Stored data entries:
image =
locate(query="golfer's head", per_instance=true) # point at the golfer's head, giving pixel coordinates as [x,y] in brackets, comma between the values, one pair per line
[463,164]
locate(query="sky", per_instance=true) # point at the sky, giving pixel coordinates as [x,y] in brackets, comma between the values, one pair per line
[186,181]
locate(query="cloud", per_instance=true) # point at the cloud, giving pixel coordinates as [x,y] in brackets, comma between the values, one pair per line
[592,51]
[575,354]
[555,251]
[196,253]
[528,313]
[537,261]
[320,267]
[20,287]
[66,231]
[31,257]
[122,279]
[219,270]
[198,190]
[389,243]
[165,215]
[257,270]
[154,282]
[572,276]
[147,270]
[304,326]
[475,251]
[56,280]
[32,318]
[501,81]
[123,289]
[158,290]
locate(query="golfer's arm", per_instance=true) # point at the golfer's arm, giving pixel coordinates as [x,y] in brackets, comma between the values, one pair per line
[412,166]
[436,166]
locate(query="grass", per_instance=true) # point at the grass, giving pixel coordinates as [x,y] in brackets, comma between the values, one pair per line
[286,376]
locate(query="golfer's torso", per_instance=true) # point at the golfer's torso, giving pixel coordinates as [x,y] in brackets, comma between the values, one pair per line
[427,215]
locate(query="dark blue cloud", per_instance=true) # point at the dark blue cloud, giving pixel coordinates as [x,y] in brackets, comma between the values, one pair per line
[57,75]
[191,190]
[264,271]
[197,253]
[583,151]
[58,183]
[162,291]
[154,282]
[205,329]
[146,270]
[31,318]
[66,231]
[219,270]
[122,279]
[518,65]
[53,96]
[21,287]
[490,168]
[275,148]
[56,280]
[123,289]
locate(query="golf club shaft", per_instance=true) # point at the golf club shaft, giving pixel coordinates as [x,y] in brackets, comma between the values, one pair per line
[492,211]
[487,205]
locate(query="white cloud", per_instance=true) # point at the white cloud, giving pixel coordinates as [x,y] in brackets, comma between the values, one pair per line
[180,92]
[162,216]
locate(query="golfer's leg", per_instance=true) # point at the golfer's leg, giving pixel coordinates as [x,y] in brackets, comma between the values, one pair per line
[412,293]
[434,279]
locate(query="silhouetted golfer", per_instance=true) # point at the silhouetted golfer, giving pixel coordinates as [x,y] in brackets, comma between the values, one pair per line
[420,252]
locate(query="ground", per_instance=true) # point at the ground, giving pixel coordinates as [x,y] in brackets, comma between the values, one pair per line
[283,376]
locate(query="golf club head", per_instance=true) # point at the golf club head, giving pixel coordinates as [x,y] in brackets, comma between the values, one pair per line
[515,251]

» **Task description**
Only the lines from the one containing "golfer's leg, giving" through the end of the entries above belong in the answer; repeat them exactly.

» **Answer below**
locate(query="golfer's leg", per_instance=true) # point at the golfer's leg, giving pixel coordinates as [x,y] in brackets, comma between the values, one pair per line
[412,293]
[434,279]
locate(query="silhouetted golfer", per_instance=true) # point at the silhouetted golfer, giving pixel coordinates as [x,y] in brackets, comma between the values, one pair per line
[420,252]
locate(query="ground", per_instance=true) # point at the ground, giving pixel coordinates as [x,y] in brackets, comma between the values, one pair per line
[283,376]
locate(query="golf club head", per_instance=true) # point at the golf club head, giving pixel coordinates as [x,y] in brackets, comma between the values, one pair per line
[515,251]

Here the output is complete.